TEXT UNDER STUDY ▸
—————
On the political level at this eleventh hour before freedom, both Dr. Nkrumah and his Gold Coast government, and Dr. Nmandi Azikiwi, Prime Minister of Eastern Nigeria, have become involved in inquiries alleging the misuse of public money. Hope for the future lies in the fact that the Africans themselves are acutely aware of the danger.
New methods, new money
The economic structure of all four territories is fundamentally the same, resting chiefly on a primitive agriculture with a very low level of productivity. Development plans include revision of the system of land tenure — a thorny subject touching tribal and family rights and prejudices; encouragement in forming larger, more economic units; training in modern agricultural methods; and the provision of better seeds, fertilizers, and implements. But if these and the multitudinous schemes for starting new industries, improving communications, developing export commodities— minerals, cocoa, ground nuts, palm oil, cotton, timber, hides, and skins — and for increasing social and welfare services are to succeed, conditions must be created which attract foreign investment.
In 1954 Nkrumah said, “My Government has accepted the fact that it will be many years before the Gold Coast will be in a position to find from its own resources people who can combine capital with the experience required in the development and management of new industries. It is, therefore, apparent that the Government must rely to a large extent on foreign enterprise, and the Government is anxious to give it every encouragement.”
Since that date the estimated cost of the Gold Coast Volta River hydroelectric project has more than doubled — at least $865 million is now needed if the project is to be carried through to its final stage. The world markets must be convinced that stability can be maintained and that agreements made with foreign investors will be honored by future governments.
—————
RECORDED INFORMATION ▸
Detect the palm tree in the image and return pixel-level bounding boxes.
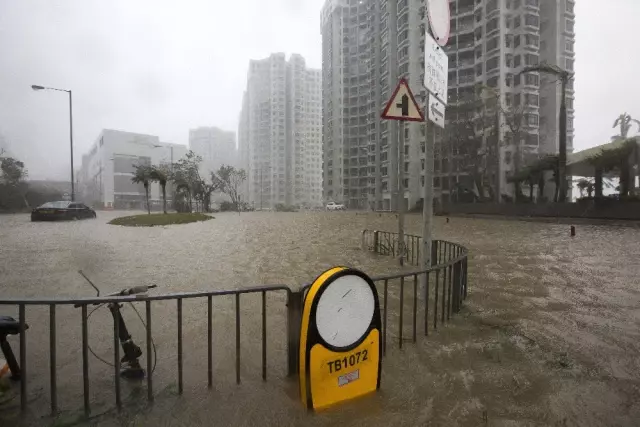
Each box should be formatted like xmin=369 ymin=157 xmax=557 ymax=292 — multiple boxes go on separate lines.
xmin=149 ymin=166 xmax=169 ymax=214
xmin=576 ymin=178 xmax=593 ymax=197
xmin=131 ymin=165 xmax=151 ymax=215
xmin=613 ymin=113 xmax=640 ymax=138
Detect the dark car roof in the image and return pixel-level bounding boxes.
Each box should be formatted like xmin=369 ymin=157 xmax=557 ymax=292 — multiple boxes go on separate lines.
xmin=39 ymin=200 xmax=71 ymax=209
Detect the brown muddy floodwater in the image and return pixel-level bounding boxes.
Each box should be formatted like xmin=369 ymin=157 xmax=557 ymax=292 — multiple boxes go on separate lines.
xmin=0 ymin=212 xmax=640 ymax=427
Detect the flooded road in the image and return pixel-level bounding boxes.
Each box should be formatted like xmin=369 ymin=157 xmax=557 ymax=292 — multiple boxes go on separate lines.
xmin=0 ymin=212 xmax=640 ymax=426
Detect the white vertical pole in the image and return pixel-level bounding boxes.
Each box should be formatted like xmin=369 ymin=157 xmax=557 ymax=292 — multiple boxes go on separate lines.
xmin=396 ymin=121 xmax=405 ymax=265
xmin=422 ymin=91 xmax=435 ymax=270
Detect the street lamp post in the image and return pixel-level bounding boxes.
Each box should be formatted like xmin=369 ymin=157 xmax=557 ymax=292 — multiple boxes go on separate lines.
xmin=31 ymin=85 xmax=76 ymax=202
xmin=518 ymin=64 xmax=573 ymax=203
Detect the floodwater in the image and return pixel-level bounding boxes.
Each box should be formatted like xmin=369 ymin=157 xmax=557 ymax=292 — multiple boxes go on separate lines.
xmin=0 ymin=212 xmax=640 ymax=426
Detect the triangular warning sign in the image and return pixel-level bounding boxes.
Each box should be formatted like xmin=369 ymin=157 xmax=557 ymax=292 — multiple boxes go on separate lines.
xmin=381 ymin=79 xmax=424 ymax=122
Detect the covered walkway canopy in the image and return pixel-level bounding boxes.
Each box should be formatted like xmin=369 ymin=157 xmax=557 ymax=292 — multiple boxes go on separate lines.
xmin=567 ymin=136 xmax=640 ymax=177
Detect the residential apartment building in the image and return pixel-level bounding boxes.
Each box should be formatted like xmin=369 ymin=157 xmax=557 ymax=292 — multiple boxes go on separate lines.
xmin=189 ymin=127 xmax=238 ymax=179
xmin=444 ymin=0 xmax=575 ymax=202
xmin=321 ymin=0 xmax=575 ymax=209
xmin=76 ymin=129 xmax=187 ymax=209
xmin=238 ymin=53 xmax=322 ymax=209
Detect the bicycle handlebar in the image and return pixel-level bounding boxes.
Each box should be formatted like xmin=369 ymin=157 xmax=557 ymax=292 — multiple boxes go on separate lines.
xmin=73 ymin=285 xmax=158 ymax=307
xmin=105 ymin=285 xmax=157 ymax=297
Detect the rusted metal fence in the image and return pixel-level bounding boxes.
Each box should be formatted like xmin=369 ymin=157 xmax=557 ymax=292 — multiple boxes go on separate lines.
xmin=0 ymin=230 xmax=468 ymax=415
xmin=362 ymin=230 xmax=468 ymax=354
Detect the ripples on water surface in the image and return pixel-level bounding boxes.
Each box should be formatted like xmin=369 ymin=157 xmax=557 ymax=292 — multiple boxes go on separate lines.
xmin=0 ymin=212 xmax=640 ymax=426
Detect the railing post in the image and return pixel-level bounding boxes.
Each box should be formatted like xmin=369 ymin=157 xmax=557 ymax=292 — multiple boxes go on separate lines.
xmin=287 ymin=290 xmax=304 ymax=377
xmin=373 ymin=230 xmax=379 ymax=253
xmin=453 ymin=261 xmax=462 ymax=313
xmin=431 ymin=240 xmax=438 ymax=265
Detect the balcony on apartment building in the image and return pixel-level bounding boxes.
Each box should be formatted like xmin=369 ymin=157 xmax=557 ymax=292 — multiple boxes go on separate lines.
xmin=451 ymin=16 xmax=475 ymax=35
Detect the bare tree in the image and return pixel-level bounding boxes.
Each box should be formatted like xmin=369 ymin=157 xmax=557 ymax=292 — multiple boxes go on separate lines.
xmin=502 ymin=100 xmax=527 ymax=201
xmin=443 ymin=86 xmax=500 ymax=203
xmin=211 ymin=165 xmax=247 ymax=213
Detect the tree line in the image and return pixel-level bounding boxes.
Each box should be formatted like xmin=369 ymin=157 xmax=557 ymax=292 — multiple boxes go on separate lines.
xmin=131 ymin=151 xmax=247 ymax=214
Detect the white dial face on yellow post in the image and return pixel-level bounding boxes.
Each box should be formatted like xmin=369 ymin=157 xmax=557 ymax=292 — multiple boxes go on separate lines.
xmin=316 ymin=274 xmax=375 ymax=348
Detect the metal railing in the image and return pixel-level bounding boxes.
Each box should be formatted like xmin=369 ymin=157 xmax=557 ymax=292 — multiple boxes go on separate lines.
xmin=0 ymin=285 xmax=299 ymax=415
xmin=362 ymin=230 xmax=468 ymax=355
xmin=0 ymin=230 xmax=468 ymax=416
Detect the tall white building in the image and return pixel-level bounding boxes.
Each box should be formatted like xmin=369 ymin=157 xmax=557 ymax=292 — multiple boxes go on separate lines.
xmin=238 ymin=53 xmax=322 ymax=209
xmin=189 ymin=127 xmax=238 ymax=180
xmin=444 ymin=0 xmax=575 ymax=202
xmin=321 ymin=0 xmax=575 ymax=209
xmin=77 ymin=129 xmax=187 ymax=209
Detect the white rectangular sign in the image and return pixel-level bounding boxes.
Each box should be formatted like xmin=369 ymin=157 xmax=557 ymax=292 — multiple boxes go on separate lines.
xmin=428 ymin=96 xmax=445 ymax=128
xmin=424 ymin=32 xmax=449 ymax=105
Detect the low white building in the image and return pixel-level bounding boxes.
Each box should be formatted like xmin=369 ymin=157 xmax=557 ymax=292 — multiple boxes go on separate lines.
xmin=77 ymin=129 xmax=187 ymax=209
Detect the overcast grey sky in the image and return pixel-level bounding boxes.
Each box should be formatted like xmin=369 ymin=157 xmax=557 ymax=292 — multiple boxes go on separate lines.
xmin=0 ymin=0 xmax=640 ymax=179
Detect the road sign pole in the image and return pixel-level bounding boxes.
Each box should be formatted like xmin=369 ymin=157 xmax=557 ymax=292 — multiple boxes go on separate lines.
—————
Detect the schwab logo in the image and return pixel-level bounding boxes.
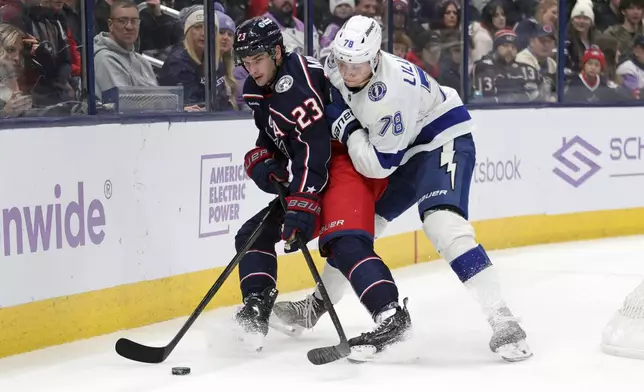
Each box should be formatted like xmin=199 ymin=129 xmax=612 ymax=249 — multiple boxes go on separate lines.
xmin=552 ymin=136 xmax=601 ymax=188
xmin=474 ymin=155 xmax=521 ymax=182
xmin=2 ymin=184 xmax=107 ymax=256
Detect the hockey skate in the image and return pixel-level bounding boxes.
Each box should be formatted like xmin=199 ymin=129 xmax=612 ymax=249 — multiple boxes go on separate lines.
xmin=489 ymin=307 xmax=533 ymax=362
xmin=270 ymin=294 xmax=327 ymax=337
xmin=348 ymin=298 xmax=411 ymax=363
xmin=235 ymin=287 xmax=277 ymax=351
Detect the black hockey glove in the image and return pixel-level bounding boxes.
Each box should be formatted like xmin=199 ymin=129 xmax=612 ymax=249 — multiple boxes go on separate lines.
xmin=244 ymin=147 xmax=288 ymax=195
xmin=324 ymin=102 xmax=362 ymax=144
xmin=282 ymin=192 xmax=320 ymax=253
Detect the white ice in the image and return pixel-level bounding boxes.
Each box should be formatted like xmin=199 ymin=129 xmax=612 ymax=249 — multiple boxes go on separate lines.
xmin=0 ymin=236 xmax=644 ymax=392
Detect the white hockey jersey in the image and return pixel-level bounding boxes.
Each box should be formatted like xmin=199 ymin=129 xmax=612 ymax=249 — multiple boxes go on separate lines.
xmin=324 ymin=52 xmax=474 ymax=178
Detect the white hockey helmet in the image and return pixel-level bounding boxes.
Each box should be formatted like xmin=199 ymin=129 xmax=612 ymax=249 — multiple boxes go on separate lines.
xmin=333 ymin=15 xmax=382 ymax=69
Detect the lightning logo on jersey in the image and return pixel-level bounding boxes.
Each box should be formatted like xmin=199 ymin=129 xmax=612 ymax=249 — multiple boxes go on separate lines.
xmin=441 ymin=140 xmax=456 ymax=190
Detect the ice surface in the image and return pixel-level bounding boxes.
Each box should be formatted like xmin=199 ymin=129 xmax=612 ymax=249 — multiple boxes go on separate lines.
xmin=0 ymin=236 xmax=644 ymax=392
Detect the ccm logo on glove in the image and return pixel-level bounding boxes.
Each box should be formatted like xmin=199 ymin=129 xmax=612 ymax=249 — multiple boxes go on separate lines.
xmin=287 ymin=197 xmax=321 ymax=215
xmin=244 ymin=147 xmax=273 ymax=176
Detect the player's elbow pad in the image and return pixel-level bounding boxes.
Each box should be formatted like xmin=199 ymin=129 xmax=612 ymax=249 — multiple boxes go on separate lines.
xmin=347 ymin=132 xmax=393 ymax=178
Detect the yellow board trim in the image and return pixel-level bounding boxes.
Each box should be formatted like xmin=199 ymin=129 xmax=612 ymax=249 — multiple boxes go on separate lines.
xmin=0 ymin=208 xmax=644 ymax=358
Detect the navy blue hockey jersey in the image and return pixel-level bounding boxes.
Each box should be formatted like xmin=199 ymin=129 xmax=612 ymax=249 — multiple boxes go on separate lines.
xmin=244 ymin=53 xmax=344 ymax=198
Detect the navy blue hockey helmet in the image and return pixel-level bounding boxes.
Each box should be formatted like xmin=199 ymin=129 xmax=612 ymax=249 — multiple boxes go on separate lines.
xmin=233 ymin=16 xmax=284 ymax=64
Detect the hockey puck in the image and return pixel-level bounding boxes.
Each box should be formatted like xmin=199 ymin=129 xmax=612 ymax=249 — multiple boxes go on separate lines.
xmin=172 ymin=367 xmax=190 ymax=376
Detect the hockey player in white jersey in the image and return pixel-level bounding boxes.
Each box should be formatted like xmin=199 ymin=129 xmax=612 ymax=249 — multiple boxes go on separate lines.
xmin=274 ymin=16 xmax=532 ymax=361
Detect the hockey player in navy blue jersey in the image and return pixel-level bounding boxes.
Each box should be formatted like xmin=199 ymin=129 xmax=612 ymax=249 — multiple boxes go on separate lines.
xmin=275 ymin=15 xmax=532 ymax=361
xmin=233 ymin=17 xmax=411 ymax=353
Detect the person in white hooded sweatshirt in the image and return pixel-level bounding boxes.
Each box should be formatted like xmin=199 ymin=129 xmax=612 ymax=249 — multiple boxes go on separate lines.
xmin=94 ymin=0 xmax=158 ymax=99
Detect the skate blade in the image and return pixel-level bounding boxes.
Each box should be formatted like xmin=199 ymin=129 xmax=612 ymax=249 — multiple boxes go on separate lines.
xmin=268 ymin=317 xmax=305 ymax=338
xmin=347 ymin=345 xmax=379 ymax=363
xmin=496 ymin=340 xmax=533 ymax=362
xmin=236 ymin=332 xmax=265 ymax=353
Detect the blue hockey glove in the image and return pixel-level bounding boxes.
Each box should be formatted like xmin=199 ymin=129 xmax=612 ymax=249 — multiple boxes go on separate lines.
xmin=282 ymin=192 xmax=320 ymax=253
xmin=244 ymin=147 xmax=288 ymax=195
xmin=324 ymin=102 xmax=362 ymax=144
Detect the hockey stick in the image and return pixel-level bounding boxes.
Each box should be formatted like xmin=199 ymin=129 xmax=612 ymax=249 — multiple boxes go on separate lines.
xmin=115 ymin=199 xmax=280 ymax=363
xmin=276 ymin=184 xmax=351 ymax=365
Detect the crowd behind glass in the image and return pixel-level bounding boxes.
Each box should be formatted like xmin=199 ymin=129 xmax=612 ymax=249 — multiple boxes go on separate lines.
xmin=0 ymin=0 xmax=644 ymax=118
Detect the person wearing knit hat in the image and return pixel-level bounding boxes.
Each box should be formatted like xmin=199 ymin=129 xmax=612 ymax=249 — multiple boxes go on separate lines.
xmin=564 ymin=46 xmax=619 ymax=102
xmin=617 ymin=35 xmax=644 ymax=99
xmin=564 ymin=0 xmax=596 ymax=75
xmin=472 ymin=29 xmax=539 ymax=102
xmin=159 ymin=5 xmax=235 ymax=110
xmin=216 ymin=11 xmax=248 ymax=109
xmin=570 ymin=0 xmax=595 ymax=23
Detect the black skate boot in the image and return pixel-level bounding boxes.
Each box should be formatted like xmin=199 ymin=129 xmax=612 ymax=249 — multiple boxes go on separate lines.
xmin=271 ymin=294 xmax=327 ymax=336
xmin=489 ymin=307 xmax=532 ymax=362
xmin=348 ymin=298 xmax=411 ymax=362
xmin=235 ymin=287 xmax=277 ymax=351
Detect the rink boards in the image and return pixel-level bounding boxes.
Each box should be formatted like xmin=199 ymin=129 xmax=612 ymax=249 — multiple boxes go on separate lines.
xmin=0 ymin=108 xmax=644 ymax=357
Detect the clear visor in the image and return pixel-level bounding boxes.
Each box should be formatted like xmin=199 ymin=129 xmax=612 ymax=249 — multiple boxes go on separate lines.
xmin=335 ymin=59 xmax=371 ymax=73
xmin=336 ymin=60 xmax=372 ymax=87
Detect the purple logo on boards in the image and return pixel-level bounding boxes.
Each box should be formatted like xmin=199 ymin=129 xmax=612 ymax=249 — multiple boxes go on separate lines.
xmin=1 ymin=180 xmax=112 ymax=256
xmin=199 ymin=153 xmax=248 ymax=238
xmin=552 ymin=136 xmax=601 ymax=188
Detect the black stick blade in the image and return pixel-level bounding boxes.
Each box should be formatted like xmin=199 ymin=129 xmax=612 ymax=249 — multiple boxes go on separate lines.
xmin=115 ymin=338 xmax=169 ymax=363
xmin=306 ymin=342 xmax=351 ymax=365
—————
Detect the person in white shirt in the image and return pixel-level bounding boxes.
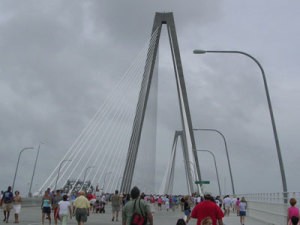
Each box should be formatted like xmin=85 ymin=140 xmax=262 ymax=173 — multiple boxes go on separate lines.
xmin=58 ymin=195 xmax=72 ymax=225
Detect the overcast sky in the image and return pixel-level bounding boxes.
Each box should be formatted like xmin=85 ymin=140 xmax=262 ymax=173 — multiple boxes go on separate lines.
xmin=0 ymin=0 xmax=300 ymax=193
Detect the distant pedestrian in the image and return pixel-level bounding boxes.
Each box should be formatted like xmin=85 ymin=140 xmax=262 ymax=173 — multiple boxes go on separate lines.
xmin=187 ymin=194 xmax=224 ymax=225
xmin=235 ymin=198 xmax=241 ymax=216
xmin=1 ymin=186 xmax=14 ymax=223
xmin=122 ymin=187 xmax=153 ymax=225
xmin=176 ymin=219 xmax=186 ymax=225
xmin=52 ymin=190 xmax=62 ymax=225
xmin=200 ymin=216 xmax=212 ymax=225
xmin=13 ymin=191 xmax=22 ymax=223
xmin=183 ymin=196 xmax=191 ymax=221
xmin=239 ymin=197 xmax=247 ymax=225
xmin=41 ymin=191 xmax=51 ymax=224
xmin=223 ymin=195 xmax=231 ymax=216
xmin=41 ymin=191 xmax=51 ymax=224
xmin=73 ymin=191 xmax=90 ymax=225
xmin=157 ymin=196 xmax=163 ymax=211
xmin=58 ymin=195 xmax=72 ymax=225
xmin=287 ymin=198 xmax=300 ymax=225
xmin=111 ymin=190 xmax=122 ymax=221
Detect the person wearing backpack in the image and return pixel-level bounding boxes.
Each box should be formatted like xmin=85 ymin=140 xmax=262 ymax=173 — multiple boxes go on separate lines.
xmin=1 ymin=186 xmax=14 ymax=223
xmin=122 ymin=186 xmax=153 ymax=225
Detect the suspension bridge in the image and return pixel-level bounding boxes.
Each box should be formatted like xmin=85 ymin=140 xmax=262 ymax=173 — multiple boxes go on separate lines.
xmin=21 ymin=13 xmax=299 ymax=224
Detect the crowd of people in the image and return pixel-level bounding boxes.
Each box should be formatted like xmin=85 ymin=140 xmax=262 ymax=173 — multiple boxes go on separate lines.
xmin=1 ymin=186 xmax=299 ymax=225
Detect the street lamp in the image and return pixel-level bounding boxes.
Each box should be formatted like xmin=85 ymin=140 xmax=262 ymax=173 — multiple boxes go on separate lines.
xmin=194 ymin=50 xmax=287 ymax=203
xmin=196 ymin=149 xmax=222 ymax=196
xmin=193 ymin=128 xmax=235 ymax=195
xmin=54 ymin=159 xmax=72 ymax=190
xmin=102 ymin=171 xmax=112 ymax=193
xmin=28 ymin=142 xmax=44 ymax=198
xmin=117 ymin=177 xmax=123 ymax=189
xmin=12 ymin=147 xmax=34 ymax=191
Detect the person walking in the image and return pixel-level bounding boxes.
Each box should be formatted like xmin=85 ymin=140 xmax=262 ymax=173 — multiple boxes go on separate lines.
—————
REQUIRED TASKS ▸
[1] Please translate this sentence from the passage on West African development into Spanish: "Hope for the future lies in the fact that the Africans themselves are acutely aware of the danger."
[2] Continue the passage on West African development and foreign investment, starting after its final sentence.

RESPONSES TO THE TASKS ▸
[1] La esperanza para el futuro reside en el hecho de que los propios africanos son muy conscientes del peligro.

[2]
The fight against illiteracy
Should education or economic development come first? This is difficult to answer. To the African, education is a magic word which can spell freedom, riches, and opportunity. Education is at its most basic in the fight against illiteracy — only 2 per cent of the 19 million inhabitants of Northern Nigeria are literate. Thousands of administrators, research workers, engineers, and technicians are needed urgently. And at the base of this whole pyramid is the crying need for teachers. The missionaries laid a remarkable foundation of schools. The majority of adult educated Africans began their education in a mission school, and even today 85 per cent of schools are controlled by religious organizations.
Many political parties are introducing free primary education, and new schools are springing up everywhere. But the shortage of fully trained teachers is desperate — too often the “headmaster” of a primary school is a boy of thirteen or fourteen whose own educational standard is very modest.
At the root of the problem is money. West Africa simply has not got the necessary money to carry through urgent educational needs to enable its people to advance into a different life. Great Britain gives large sums annually from Colonial Welfare Development funds, and every year hundreds of West African students go to England on government scholarships. But this is not enough. Can economic development be pushed on to provide the money so badly needed for education?
Or is this a vicious circle in which education waits on money from an industrial expansion which, in its turn, is held back by lack of schools and colleges to produce the technicians without which industry cannot prosper?